◆ SELECTED PASSAGE
:::::

Dr. Walther is giving me Gabapentin to try and address the nerve pain.  Certainly it has mitigated, to a rather large degree, the bee-stinging pain that has been in my pacemaker incision scar.  I still get felled with fresh pain there, but it is no longer constant.  Christ be praised for that!

I have progressed from taking 100 mg to 900 mg daily without any side effects.  For me, that is extraordinary.  But I believe I am only just begun on the journey of diminishing the nerve pain.  At least I hope that is the case.

Last night, for the first time, the flare of nerve pain began in my back.  As with every other flare, the pain in only on one side, this time the left side.  Burning pain.  Searing pain.  Fiery pain.  Pulsing pain.  It feels like someone is regularly poking me with a cattle prod.  I was up all of last night and have not napped today.  The pain is too overwhelming to sleep.

Usually, at least with all the flares to date, the pain is usually gone in four to seven days.  So, I know this will end.  I just ... I am just caught in the wash of this current wave of pain.  The last being the first few days of June and in my left forearm.  SIGH.

I like to read fantasy books.  Robert Jordan's  Wheel of Time series is a favorite of mine.  I admit that I skim some of the more scary parts, where the bad guys are conversing and engaging in terrible things, but as a whole I like the series.  Jordan created not just an entire world, but a world filled with various races, each with their own fully fleshed out cultures and histories.  One race, the Aiel, have this ... philosophy of embracing pain, if it comes your way, taking it in and making it your strength.

With the bouts of nausea, the writhing in abdominal pain, the nerve pain, and migraines, I try to do that, as hokey as it may sound.  But I have also, to my very small world of Facebook peeps, have also been speaking my pain and misery, caught in the throes of it and feeling frightened and alone.

I admit that doing so, that being vulnerable there, makes me feel weak.  I mean, NONE of my Facebook peeps do the same.  NONE of my friends do.  NO ONE I know personally posts such moments of nakedness.  Only Michelle Rogers, of the dysautonomia blog Living with Bob does so on Facebook, Instagram, and Twitter.  [So brave is she!]  The day before this one, in the wee hours of the morning, the abdominal pain was especially fearsome.  I posted.  My friend Emily replied that she was praying.  Seeing her words really and truly helped me get through some of the worst moments that morning.  That is why I post even though I feel shame and weakness in doing so.

For most of us to successfully begin recognize and understand our shame triggers, we first need to accept that acknowledging our vulnerabilities is an act of courage.  We must be mindful in our attempts not to see vulnerability as weakness.  I'm very lucking when it comes to this difficult endeavor.  My mother taught me a tremendous lesson about vulnerability and courage.  In the late 1980s, my mom's only sibling, my uncle Ronnie, was killed in a violent shooting.  Just months after his death, my grandmother basically checked out mentally and emotionally.  Having been an alcoholic most of her life, my grandmother didn't have the emotional resources she needed to survive a traumatic loss like this.  For weeks, she roamed her neighborhood, randomly asking the same people over and over if they had heard about his death.

One day, right after my uncle's memorial service, my mom totally broke down. I had seen her cry once or twice, but I certainly had never seen her cry uncontrollably.  My sisters and I were afraid and crying mostly because we were so scared to see her like that.  I finally told her that we didn't know what to do because we had never seen her "so weak."  She looked at us and said, in a loving yet forceful voice, "I'm not weak.  I'm stronger that you can imagine.  I'm just very vulnerable right now.  If I were weak, I'd be dead."  In that split second, I knew my mom was probably the strongest, most courageous woman I would ever know.  She did more than give us permission to use the world vulnerable—she taught us that acknowledging our vulnerability is a true act of ordinary courage. (pp. 81-82)

I want to be more mindful of how I think about my vulnerabilities.

:::::

◆ DATASET EXCERPTS
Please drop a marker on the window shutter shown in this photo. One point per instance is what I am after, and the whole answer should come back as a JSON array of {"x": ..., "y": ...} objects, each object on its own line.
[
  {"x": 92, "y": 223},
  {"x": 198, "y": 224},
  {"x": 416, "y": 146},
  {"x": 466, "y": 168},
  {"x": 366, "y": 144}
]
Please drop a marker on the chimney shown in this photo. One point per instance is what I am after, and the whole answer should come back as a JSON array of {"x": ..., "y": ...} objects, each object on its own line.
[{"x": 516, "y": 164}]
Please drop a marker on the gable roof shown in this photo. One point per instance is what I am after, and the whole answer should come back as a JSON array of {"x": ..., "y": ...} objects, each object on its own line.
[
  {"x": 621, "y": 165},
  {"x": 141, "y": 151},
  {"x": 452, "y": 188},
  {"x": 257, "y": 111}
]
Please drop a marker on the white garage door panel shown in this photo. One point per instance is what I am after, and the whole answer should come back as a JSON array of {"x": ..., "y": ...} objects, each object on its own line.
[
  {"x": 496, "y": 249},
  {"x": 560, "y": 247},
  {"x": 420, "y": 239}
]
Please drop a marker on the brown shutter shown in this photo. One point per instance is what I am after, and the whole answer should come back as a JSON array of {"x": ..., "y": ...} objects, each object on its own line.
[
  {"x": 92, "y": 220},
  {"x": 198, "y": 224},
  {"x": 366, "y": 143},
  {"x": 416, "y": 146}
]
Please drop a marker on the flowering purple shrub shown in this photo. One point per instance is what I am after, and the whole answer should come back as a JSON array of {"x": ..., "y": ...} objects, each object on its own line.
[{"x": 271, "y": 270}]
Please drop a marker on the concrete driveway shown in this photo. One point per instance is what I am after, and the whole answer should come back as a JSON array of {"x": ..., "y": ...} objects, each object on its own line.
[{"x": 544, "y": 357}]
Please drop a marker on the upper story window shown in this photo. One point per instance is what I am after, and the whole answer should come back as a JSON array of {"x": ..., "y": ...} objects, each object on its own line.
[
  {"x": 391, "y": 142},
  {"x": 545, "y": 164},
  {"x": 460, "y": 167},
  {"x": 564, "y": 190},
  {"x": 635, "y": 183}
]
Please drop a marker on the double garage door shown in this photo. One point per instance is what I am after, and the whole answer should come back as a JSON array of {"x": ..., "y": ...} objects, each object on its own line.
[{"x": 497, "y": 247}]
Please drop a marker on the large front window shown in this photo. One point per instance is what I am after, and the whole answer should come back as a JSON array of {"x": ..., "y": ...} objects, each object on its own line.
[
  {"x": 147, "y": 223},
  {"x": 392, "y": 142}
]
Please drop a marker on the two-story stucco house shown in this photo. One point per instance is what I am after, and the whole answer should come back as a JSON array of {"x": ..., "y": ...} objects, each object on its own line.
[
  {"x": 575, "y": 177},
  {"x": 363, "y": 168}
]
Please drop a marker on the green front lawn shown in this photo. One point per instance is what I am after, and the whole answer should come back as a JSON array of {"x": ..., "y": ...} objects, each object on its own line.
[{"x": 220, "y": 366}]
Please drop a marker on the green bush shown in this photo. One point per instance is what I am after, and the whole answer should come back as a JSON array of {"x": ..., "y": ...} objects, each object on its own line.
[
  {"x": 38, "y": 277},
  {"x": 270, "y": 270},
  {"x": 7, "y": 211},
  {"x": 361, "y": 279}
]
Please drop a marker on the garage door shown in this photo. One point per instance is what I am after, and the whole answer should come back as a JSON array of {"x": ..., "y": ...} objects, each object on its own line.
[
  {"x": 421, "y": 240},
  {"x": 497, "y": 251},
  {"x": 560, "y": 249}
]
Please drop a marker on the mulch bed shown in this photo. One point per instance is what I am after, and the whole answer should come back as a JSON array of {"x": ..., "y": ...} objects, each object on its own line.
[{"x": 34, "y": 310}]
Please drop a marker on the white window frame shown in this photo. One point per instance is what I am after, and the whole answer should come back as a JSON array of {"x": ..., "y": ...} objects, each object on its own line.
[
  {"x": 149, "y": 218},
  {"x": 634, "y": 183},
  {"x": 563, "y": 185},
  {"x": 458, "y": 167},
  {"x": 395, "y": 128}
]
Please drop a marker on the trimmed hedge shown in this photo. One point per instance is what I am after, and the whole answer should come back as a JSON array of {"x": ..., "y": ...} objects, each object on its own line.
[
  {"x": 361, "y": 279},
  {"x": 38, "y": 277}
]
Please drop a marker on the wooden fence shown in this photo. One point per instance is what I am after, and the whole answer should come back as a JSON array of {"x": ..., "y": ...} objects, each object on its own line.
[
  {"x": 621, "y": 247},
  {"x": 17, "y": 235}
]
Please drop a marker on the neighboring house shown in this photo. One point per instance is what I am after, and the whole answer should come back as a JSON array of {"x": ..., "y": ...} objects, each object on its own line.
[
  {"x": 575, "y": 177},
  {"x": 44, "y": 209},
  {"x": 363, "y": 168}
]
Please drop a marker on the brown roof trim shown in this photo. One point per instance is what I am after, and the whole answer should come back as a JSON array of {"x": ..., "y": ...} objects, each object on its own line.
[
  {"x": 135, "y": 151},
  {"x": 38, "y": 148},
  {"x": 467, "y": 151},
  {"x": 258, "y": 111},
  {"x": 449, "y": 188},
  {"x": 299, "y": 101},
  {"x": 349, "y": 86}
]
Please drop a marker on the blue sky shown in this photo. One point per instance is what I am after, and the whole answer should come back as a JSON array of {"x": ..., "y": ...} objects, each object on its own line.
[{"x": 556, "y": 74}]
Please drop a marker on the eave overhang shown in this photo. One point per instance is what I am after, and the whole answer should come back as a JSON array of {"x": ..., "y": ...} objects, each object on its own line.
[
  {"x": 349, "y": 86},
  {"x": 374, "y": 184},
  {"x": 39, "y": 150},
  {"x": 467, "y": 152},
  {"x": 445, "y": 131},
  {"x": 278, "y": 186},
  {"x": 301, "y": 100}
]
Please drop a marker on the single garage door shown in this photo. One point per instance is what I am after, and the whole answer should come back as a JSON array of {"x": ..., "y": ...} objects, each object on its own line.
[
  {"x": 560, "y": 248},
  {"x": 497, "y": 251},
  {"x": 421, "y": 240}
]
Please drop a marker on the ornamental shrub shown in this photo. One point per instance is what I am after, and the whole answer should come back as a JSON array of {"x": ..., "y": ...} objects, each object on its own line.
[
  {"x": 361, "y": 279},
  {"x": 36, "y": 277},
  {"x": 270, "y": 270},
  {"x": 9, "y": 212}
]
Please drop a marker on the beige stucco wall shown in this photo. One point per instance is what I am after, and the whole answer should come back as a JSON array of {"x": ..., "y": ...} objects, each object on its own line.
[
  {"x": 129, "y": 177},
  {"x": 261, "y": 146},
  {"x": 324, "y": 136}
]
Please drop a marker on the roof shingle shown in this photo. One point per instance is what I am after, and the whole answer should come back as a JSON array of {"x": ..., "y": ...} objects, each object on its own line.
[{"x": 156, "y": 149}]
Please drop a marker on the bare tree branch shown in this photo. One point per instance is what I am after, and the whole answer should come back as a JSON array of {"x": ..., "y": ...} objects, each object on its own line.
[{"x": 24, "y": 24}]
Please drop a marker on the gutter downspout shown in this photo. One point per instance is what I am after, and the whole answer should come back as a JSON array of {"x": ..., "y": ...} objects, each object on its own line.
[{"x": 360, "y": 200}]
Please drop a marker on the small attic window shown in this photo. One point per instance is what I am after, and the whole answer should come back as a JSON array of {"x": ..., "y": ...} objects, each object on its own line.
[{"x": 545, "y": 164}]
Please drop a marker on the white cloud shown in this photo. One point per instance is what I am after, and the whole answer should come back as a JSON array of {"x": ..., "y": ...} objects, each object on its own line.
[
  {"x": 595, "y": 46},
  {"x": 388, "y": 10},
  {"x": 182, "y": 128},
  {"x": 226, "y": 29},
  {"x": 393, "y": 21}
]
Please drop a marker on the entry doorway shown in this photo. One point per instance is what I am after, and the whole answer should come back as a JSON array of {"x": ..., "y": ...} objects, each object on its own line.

:::::

◆ REQUIRED ACTION A
According to the post, what daily dose of Gabapentin has the writer reached?
◆ REQUIRED ACTION B
Please copy the post word for word, from "Dr. Walther is" up to and including "is the case.".
The entries have no role in this work.

◆ EXERCISE RESULT A
900 mg daily.

◆ EXERCISE RESULT B
Dr. Walther is giving me Gabapentin to try and address the nerve pain.  Certainly it has mitigated, to a rather large degree, the bee-stinging pain that has been in my pacemaker incision scar.  I still get felled with fresh pain there, but it is no longer constant.  Christ be praised for that!

I have progressed from taking 100 mg to 900 mg daily without any side effects.  For me, that is extraordinary.  But I believe I am only just begun on the journey of diminishing the nerve pain.  At least I hope that is the case.